### SOURCE EXTRACT
========================

William Emporia Allen White was my first thought, on account of his having a middle name, which always sounds Literary, even if its owner is not. Then I had heard he himself had written a Book once, and by now should know what Introductions should not be. Then he went home and announced himself as a Candidate for Governor. So that eliminated him from my thoughts. To have a big broad-minded book have any narrow Political endorsement would mean certain calamity among people who think. To run for Governor is bad enough, But to run for Governor of Kansas and then write an Introduction of my worthy efforts, would simply make the book a laughing stock.
Then my thoughts turned to Arthur Brisbane, I don’t know what I could have been eating that my thoughts should have done such a mental somersault. But I guess it was because I had known Arthur for years,—I knew him before William Randolph Hearst started working for him. I approached him on it, and he said, Sorry Will but what I write must point a moral, there must be a lesson in every paragraph; mine must not only be news but it must be instructive news. For instance, I read China will not go to war on rainy days. What does that bit of news mean to the individual that dont think? Nothing! What does it mean to me? It means that a Chinaman would rather get shot than wet. It points a moral to peace: Have all so-called civilized Nations stop wars on rainy days. Then hold all wars in Portland, Oregon where it rains every day, and you will eliminate Wars and have universal Peace.
So he could see no particular Moral in writing an Introduction to my book, unless it was that Books should not depend entirely on their introductions as they do now. So I next thought of my friend Irvin Cobb. I had set next to him at so many Speakers Tables, at banquets, and had always given him any little extras that I might not want. Ice Cream and Sweets and things like that he just loves and ruins them at a Banquet. Well he was going Duck shooting down in Louisiana and said he wouldn’t miss one Duck for the pleasure of writing the Introduction to the Encyclopedia Brittanica. So you just let the old fat thing try to get my Ice Cream at another Banquet.
Of course Ring Lardner was one of my very first thoughts, because I knew he could add the little touch of comedy that the book really needed. I went to him and told him that I only wanted something light and airy, maybe just one good joke would do the trick and take away from the serious nature of the Book. He is not only a Humorist but has got plenty money to show that he is. He said before he shook hands with me, What is there in it? I said well this is just a kind of an honorary thing, a kind of courtesy from one Author to another. He then asked me why should he give me a joke for nothing? He could put the joke into his Sunday Newspaper Article; then he could put the joke into his weekly Newspaper Cartoon; then he could sell it to a Musical Comedy and they would tell it so bad it would sound new. Then the Movies would buy it and make a drama out of it; then he would still hold the Phonograph, and broadcasting rights, and after it got well enough known write a Song around it. So he said I would be a fine egg to give you a joke for nothing.

========================

### DIRECTIONS
1) Summarize the passage about choosing an introduction writer in two sentences.
2) Reproduce word for word the part of the passage about choosing an introduction writer from "Then my thoughts" up to and including "have universal Peace.".

### Entries from a point annotation set
========================

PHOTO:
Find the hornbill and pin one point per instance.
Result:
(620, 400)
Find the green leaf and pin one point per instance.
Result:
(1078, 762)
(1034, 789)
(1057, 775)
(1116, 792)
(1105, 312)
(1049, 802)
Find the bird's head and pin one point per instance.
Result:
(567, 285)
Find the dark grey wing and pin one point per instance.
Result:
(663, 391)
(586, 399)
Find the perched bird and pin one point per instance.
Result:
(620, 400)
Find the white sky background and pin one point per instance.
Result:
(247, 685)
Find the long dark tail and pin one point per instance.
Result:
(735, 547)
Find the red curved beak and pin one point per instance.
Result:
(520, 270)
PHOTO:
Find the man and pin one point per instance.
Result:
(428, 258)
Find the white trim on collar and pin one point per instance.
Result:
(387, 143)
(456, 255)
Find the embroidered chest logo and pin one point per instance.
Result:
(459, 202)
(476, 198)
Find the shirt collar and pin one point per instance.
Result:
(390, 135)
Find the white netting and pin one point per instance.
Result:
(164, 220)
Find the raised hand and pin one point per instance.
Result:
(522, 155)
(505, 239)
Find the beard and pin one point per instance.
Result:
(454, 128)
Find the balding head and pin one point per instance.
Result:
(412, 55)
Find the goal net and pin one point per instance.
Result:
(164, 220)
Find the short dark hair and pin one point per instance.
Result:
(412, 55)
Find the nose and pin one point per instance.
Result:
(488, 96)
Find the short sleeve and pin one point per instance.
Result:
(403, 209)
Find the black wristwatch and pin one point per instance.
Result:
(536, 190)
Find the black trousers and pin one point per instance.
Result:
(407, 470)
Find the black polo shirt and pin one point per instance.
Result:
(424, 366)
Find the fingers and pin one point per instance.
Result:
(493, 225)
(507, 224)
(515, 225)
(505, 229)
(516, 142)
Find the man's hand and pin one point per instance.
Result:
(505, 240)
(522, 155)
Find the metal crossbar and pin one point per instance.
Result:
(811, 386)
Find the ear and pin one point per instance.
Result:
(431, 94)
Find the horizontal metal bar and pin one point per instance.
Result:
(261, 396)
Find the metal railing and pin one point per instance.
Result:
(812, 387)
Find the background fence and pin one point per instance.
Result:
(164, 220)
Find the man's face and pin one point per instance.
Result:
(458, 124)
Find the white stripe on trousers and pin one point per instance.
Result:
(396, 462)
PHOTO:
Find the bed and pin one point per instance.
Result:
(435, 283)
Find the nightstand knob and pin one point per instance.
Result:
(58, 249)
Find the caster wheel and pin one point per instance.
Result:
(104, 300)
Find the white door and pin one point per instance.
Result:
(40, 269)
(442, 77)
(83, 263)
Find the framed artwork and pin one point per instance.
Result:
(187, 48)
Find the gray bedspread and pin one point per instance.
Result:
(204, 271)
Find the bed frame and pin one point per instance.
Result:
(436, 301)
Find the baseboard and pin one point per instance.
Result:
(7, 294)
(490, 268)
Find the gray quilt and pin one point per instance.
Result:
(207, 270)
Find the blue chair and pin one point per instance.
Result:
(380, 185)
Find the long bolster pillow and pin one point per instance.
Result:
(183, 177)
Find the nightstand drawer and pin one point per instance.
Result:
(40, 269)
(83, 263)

========================

### RESULTS BY TASK
1) The narrator thought of William Emporia Allen White, Arthur Brisbane, Irvin Cobb and Ring Lardner as possible writers of an introduction to the book. White was dropped after announcing himself as a candidate for Governor, Brisbane saw no particular moral in the job, Cobb would rather go duck shooting in Louisiana, and Lardner would not give away a joke for nothing.

2)
Then my thoughts turned to Arthur Brisbane, I don’t know what I could have been eating that my thoughts should have done such a mental somersault. But I guess it was because I had known Arthur for years,—I knew him before William Randolph Hearst started working for him. I approached him on it, and he said, Sorry Will but what I write must point a moral, there must be a lesson in every paragraph; mine must not only be news but it must be instructive news. For instance, I read China will not go to war on rainy days. What does that bit of news mean to the individual that dont think? Nothing! What does it mean to me? It means that a Chinaman would rather get shot than wet. It points a moral to peace: Have all so-called civilized Nations stop wars on rainy days. Then hold all wars in Portland, Oregon where it rains every day, and you will eliminate Wars and have universal Peace.